_Task prompt:_ Could you give back exactly the lines below from the one with "Query: cluster of leaves" through the one with "In this exercise you will indicate the water reflection", without a single picture?

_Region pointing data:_
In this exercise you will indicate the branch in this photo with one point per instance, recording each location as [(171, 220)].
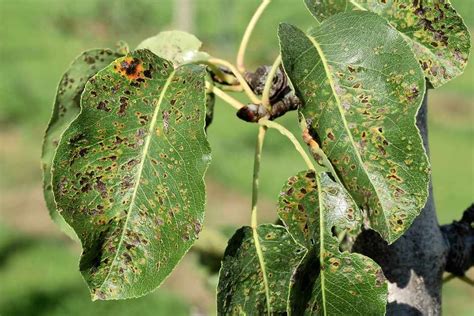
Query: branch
[(279, 94), (460, 239)]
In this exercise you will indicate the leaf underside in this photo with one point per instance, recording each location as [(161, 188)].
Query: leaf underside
[(128, 172), (434, 30), (361, 88), (176, 46), (245, 282), (66, 108), (317, 212)]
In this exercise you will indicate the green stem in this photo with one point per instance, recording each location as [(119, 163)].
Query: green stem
[(239, 77), (292, 138), (248, 32), (269, 83), (270, 124), (225, 97), (318, 154), (256, 171)]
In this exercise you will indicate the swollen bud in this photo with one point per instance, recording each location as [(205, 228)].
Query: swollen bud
[(252, 113)]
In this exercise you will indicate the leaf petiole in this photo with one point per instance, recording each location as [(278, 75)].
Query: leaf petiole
[(269, 83), (248, 32)]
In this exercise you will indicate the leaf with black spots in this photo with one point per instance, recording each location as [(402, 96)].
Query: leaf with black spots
[(256, 271), (128, 172), (434, 30), (361, 92), (66, 108), (320, 214)]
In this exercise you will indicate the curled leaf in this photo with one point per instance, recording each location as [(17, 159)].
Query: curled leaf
[(128, 172), (331, 281), (66, 108), (256, 271), (361, 89), (434, 30)]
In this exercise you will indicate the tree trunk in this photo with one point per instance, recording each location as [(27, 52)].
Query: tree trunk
[(414, 264)]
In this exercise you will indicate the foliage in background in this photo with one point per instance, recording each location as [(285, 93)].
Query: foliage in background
[(39, 70)]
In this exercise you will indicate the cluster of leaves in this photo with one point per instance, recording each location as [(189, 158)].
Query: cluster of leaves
[(126, 151)]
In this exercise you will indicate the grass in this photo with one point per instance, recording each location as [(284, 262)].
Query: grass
[(38, 39)]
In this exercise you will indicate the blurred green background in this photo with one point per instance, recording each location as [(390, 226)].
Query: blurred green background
[(38, 40)]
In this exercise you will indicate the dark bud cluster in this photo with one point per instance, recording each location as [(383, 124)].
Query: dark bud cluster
[(282, 98)]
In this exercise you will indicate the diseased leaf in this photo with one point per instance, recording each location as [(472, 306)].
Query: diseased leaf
[(323, 9), (319, 212), (255, 277), (66, 107), (128, 172), (176, 46), (361, 88), (435, 31)]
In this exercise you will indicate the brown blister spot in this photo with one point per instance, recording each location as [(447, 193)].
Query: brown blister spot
[(129, 67)]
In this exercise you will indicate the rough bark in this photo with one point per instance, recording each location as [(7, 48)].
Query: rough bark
[(414, 264)]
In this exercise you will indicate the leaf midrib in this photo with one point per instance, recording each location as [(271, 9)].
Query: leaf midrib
[(346, 127), (321, 242), (140, 170)]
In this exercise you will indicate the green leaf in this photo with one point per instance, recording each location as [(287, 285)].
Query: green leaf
[(319, 212), (128, 172), (176, 46), (361, 88), (435, 31), (256, 271), (66, 107)]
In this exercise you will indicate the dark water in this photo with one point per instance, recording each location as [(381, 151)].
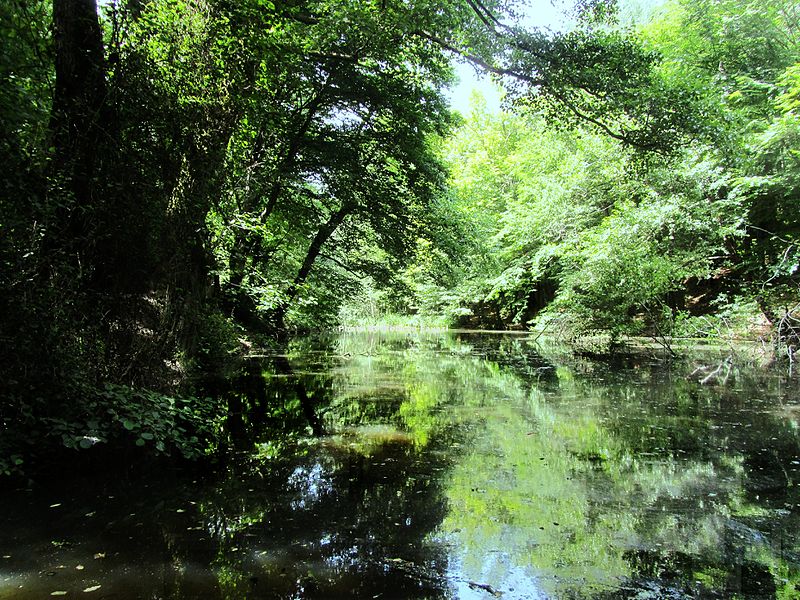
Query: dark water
[(444, 466)]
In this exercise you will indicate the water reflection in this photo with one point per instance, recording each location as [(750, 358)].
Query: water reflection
[(445, 466)]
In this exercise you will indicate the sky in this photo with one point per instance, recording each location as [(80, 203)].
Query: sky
[(537, 13)]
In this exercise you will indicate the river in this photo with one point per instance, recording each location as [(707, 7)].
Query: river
[(444, 465)]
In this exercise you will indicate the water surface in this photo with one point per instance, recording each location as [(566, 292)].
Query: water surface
[(452, 465)]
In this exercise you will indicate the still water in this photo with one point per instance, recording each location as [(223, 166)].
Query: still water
[(452, 465)]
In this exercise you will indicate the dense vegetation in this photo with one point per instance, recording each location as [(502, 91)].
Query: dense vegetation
[(179, 177)]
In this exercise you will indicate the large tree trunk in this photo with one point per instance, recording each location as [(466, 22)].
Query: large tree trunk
[(77, 122)]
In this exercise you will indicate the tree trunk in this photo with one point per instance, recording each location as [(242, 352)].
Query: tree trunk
[(77, 121), (323, 235)]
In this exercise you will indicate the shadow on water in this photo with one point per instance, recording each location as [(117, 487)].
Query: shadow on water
[(441, 466)]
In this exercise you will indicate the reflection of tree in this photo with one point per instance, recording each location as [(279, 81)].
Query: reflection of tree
[(592, 484), (576, 480)]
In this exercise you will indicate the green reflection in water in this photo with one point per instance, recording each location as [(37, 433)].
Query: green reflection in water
[(451, 466)]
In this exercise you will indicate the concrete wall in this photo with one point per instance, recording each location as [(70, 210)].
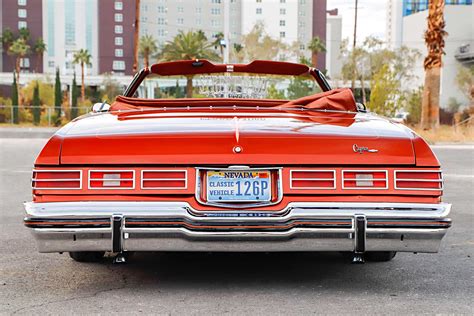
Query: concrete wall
[(460, 26)]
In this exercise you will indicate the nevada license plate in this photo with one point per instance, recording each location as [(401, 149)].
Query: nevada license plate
[(238, 186)]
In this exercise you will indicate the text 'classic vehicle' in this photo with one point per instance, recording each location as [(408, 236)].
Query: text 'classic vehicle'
[(236, 166)]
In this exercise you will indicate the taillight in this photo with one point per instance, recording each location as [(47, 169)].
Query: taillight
[(312, 179), (57, 179), (164, 179), (111, 179), (364, 179), (418, 180)]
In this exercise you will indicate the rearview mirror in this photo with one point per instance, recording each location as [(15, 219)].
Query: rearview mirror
[(100, 107)]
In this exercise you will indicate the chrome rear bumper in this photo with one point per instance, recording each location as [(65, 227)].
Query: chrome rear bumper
[(170, 226)]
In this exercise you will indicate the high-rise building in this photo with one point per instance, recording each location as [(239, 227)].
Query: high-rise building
[(15, 15), (68, 27), (290, 21)]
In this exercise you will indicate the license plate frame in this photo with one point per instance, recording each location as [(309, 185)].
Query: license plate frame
[(235, 181)]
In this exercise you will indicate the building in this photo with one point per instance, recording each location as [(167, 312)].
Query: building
[(116, 36), (291, 21), (15, 15), (459, 44), (105, 28)]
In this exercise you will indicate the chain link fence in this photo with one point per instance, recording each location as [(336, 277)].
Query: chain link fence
[(38, 115)]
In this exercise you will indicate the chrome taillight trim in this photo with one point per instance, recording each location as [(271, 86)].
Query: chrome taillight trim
[(102, 180), (333, 179), (142, 180), (344, 179), (440, 180), (33, 180)]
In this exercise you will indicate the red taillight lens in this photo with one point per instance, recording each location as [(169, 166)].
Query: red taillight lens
[(60, 179), (364, 179), (164, 179), (312, 179), (111, 179), (418, 180)]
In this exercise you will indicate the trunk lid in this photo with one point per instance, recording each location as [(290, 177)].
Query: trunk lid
[(210, 138)]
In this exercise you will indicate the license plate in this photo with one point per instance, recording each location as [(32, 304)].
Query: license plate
[(238, 186)]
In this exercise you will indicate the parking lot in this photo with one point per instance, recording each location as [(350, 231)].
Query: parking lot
[(235, 283)]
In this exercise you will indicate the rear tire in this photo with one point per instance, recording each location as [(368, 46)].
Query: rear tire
[(380, 256), (87, 256)]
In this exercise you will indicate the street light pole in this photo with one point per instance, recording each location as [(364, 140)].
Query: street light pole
[(354, 72)]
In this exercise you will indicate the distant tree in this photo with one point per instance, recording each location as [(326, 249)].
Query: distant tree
[(465, 80), (83, 58), (39, 47), (237, 53), (36, 105), (434, 40), (147, 48), (74, 109), (58, 97), (218, 42), (385, 92), (316, 46), (15, 111), (19, 49), (188, 46)]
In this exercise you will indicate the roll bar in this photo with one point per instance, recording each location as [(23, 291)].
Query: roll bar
[(202, 66)]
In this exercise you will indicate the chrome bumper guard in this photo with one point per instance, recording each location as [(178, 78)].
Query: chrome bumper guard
[(170, 226)]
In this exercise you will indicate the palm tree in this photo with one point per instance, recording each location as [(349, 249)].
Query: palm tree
[(147, 47), (39, 48), (218, 42), (19, 49), (434, 39), (316, 46), (83, 58), (188, 46), (136, 35)]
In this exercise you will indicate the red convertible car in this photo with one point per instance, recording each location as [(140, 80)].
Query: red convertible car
[(235, 170)]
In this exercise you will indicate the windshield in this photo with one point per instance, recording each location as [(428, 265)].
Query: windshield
[(227, 85)]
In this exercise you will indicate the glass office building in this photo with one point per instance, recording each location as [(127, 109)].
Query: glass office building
[(414, 6)]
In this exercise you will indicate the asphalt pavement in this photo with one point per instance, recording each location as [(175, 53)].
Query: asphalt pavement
[(235, 283)]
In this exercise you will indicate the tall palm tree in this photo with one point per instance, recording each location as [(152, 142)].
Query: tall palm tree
[(136, 35), (316, 46), (19, 49), (83, 58), (218, 42), (434, 39), (39, 48), (147, 47), (188, 46)]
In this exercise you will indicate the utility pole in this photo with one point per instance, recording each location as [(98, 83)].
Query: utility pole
[(226, 31), (136, 37), (354, 72)]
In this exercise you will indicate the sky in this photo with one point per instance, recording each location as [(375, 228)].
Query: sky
[(370, 19)]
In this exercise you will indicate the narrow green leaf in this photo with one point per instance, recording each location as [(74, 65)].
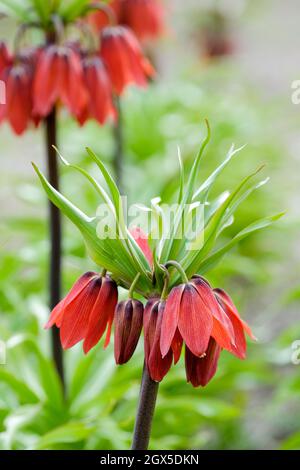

_Output of the task:_
Query: cluster of leaves
[(126, 151)]
In this exercise you will indicate the grass in this photo with one point per instance, recording each location as [(284, 262)].
Query: grass
[(38, 39)]
In this exercise you will indicate the blurred green background in this photo with one point per instance, recording each location as [(390, 226)].
Query: blurred green background
[(38, 40)]
In this exercise you will indicate the dark bud cluster in this photo with one point per instance, recording each location as [(383, 124)].
Query: dark bud cluster
[(282, 98)]
In this exercise you will indicate the diseased leaf in this photo with one point per instance, recording each location as [(472, 306)].
Query: diseased leaf
[(323, 9), (319, 212), (255, 277), (66, 107), (128, 172), (176, 46), (361, 88), (435, 31)]
In this exercise you will indicate the brown blister spot in this photo with one point per instance, recording each location as [(447, 193)].
Query: brown blister spot
[(129, 67)]
In this exercise you will indicate the rough bark in this photo with one point per instance, recording each location as [(7, 48)].
Query: rough bark
[(414, 264)]
In this exercise you will indicate the leaf midrib in this photo with one point per instance, recording each location as [(271, 9)].
Query: leaf midrib
[(346, 127), (321, 242), (140, 170)]
In this exercise you will indicate the green leaf in this photo with one point per instance, recording each location as [(287, 285)].
Query: green leaf
[(319, 212), (128, 172), (176, 46), (361, 88), (435, 31), (256, 271), (66, 107)]
In this exercise you will indicate the dark water in this photo with one point per instance, recording each location as [(381, 151)].
Query: dark water
[(444, 466)]
In this exercise you will indicate the water reflection in this photo with one point per instance, recording each location as [(750, 358)].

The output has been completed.